Luas bahan minimal yang dibutuhkan untuk membuat atap rumah adat mbaru niang

Oleh: Nikita putri iskandar – 2301850891

Luas bahan minimal yang dibutuhkan untuk membuat atap rumah adat mbaru niang

Gambar 1. Rumah Adat Mbaru Niang, Wae Rebo

Sumber: arsitur.com

Desa adat Wae rebo merupakan kampung adat tradisional yang berlokasi di Kampung Wae rebo, Gunung Pocoroko, Kabupaten Manggarai, Flores, Provinsi NTT. Dusun Wae rebo ini lebih dikenal sebagai salah satu destinasi wisata karena karakteristik local yang menarik dengan dikelilingi oleh pegunungan dan hutan hujan tropis . rumah adat Wae rebo ini juga disebut sebagai Rumah Mbaru Niang yang merupakan budaya asli warga Wae rebo yang sudah dibangun oeh para nenek moyang mereka Bernama Empo Maro yang berasal dari Minangkabau, Sumatera. Empo Maro mencerminkan Wae rebo oleh sebuah Bahasa local, “Neka hemong kuni agu kalo” yang berarti “Wae rebo adalah tanah kelahiran, warisan, dan tanah air yang tidak akan pernah terlupakan”. Hal itu dapat ditunjukkan melalui warga desa wae rebo yang lebih memilih untuk tinggal di kampung mereka di pedalaman dantetap setia melestarikan kebudayaan mereka.

Entri Data:
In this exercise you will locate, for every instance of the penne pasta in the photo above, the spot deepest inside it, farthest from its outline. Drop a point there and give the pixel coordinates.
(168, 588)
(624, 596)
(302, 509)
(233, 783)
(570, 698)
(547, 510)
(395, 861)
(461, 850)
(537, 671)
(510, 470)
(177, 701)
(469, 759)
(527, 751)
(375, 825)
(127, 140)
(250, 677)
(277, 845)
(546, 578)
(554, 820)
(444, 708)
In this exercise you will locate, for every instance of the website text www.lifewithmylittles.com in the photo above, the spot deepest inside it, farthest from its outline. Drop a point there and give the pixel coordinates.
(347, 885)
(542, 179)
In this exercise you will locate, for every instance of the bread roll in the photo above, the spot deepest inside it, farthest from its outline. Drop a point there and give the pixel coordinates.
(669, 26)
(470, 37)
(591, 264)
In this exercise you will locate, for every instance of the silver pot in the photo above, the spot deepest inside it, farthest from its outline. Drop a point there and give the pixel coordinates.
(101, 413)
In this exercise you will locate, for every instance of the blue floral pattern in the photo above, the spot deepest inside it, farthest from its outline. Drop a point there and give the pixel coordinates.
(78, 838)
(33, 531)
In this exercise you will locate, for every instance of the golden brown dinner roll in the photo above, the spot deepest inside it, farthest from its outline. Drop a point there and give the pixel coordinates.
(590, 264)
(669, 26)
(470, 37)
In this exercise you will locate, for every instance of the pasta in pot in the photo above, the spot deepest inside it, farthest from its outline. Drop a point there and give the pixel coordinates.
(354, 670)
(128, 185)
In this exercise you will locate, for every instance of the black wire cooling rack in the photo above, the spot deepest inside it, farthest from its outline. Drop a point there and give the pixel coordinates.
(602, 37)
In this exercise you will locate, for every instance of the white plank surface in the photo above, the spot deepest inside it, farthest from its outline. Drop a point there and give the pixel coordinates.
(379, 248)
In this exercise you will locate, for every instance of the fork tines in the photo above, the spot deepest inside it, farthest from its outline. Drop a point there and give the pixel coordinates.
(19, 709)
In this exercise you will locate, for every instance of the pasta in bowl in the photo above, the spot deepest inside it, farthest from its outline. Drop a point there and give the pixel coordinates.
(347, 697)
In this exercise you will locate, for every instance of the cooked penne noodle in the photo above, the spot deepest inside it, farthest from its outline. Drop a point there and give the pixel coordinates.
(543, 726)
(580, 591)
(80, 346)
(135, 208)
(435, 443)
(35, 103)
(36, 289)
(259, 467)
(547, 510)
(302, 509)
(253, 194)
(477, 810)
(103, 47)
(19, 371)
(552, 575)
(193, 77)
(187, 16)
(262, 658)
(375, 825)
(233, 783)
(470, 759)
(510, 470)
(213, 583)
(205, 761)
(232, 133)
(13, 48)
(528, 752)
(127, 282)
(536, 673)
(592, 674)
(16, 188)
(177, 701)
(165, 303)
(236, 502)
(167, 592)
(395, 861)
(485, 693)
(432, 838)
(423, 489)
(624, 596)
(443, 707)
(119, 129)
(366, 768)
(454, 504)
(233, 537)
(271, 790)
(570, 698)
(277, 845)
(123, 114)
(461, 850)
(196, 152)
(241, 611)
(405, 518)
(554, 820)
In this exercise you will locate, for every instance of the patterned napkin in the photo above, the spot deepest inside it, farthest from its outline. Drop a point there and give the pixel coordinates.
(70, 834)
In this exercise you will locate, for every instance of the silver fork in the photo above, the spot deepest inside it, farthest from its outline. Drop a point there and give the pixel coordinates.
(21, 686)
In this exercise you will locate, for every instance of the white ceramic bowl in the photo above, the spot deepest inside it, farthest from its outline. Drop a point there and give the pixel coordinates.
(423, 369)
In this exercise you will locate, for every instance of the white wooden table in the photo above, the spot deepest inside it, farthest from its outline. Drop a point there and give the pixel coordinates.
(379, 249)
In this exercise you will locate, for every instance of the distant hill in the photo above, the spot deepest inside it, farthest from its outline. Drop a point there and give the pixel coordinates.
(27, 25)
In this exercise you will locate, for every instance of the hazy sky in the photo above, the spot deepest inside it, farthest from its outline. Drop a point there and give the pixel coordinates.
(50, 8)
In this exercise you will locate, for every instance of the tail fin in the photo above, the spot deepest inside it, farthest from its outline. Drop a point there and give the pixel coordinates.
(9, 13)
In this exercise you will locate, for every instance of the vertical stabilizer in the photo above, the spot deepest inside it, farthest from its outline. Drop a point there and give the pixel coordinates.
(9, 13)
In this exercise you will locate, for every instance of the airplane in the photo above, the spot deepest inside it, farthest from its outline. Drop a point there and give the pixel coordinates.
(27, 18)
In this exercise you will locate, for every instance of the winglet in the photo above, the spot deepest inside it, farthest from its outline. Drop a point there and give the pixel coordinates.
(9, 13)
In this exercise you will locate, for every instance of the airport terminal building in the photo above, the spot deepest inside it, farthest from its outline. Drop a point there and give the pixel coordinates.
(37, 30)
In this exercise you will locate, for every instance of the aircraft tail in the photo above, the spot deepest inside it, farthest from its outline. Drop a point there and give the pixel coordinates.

Tugas yang Dikerjakan:
A. Ringkas paragraf dalam teks bacaan yang diawali "Desa adat Wae rebo merupakan" menjadi daftar butir tanpa menghilangkan fakta utamanya.
B. Salin tanpa perubahan bagian teks bacaan yang dimulai dengan "Desa adat Wae" dan berlanjut hingga "melestarikan kebudayaan mereka.".
Entri-entri di atas diambil dari sumber yang berbeda.

Hasil Latihan:
A.
- Desa adat Wae Rebo adalah kampung adat tradisional di Kampung Wae Rebo, Gunung Pocoroko, Kabupaten Manggarai, Flores, Provinsi NTT.
- Dusun ini dikenal sebagai destinasi wisata karena karakteristik lokalnya yang menarik, yaitu dikelilingi pegunungan dan hutan hujan tropis.
- Rumah adatnya disebut Rumah Mbaru Niang, budaya asli warga Wae Rebo yang dibangun oleh nenek moyang mereka, Empo Maro, yang berasal dari Minangkabau, Sumatera.
- Empo Maro menggambarkan Wae Rebo dengan ungkapan lokal "Neka hemong kuni agu kalo". Artinya, Wae Rebo adalah tanah kelahiran, warisan, dan tanah air yang tidak akan pernah terlupakan.
- Hal ini tampak dari warga Wae Rebo yang memilih tetap tinggal di kampung mereka di pedalaman dan setia melestarikan kebudayaan mereka.

B.
Desa adat Wae rebo merupakan kampung adat tradisional yang berlokasi di Kampung Wae rebo, Gunung Pocoroko, Kabupaten Manggarai, Flores, Provinsi NTT. Dusun Wae rebo ini lebih dikenal sebagai salah satu destinasi wisata karena karakteristik local yang menarik dengan dikelilingi oleh pegunungan dan hutan hujan tropis . rumah adat Wae rebo ini juga disebut sebagai Rumah Mbaru Niang yang merupakan budaya asli warga Wae rebo yang sudah dibangun oeh para nenek moyang mereka Bernama Empo Maro yang berasal dari Minangkabau, Sumatera. Empo Maro mencerminkan Wae rebo oleh sebuah Bahasa local, “Neka hemong kuni agu kalo” yang berarti “Wae rebo adalah tanah kelahiran, warisan, dan tanah air yang tidak akan pernah terlupakan”. Hal itu dapat ditunjukkan melalui warga desa wae rebo yang lebih memilih untuk tinggal di kampung mereka di pedalaman dantetap setia melestarikan kebudayaan mereka.